**THE REQUEST**
Pull out every line in the data below that contains the word "blue".

-- START OF DATA PROVIDED --

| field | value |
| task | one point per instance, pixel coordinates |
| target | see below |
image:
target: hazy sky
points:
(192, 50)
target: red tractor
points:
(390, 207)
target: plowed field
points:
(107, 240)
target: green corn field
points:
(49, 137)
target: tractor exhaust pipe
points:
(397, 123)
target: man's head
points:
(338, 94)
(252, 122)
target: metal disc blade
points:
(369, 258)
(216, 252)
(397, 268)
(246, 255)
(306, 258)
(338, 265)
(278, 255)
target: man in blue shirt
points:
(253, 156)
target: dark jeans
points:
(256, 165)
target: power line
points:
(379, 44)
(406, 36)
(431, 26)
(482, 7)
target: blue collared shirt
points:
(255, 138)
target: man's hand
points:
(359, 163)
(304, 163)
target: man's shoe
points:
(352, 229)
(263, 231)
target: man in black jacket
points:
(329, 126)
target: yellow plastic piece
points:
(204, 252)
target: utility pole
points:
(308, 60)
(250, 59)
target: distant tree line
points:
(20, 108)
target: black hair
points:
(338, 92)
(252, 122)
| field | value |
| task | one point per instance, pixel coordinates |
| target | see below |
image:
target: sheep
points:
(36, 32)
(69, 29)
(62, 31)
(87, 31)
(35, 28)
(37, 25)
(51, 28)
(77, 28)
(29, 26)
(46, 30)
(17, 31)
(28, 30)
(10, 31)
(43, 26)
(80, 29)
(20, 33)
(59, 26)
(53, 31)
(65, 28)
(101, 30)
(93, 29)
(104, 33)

-- END OF DATA PROVIDED --
-- START OF DATA PROVIDED --

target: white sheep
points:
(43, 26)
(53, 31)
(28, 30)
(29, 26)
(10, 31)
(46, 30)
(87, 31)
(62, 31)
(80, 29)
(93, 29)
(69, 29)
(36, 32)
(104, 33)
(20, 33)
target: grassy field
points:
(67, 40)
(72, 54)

-- END OF DATA PROVIDED --

**SOLUTION TO THE PROBLEM**
target: man in blue shirt
target: blue collared shirt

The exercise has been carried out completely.